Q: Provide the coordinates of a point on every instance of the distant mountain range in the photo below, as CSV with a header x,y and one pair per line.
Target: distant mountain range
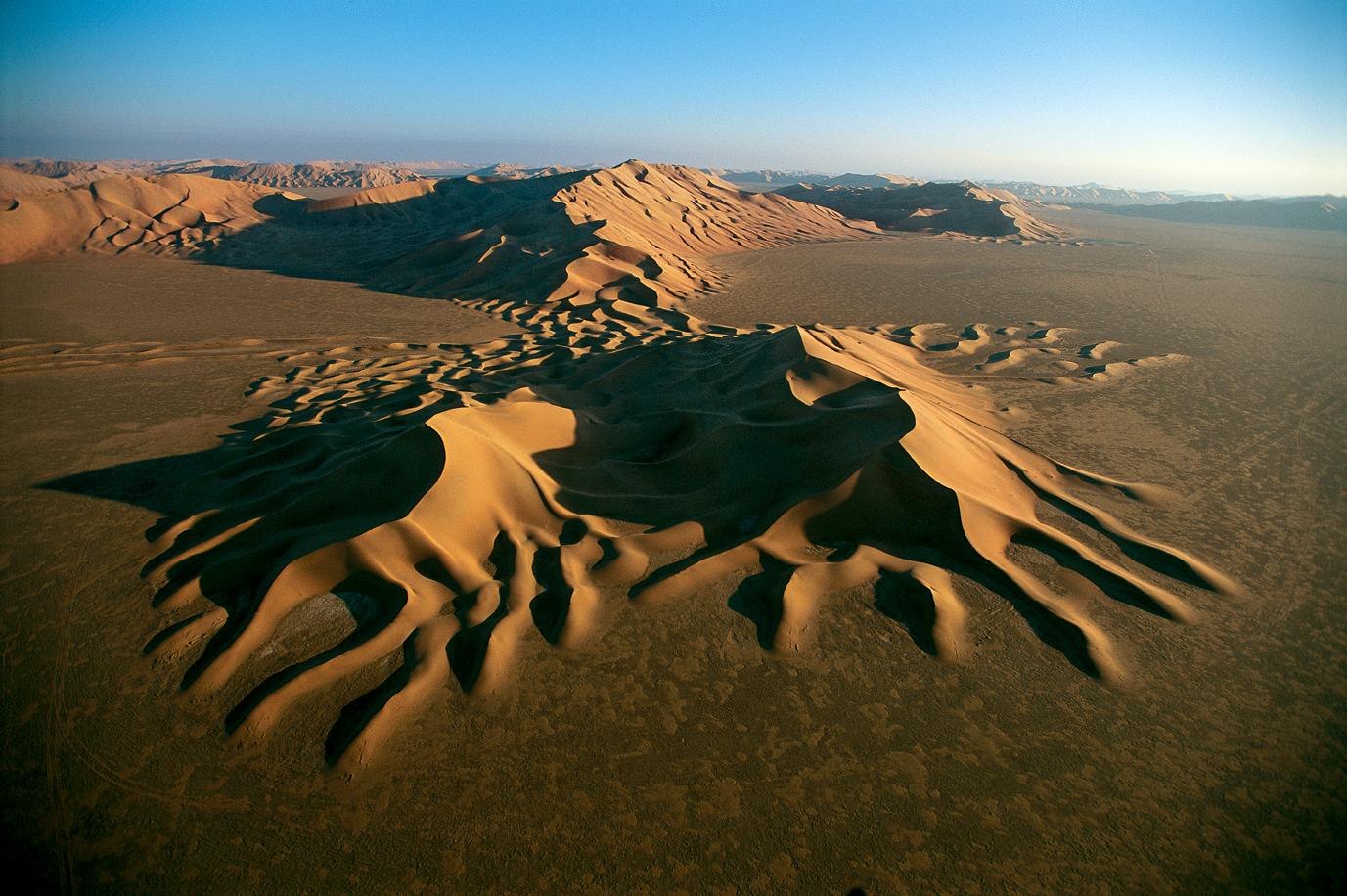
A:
x,y
1315,213
772,179
1100,195
932,207
997,207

* _TASK TO CARRY OUT_
How many lines of the listing above include the word "distant"? Reply with the number alone.

* _RESULT OF THE TASK_
2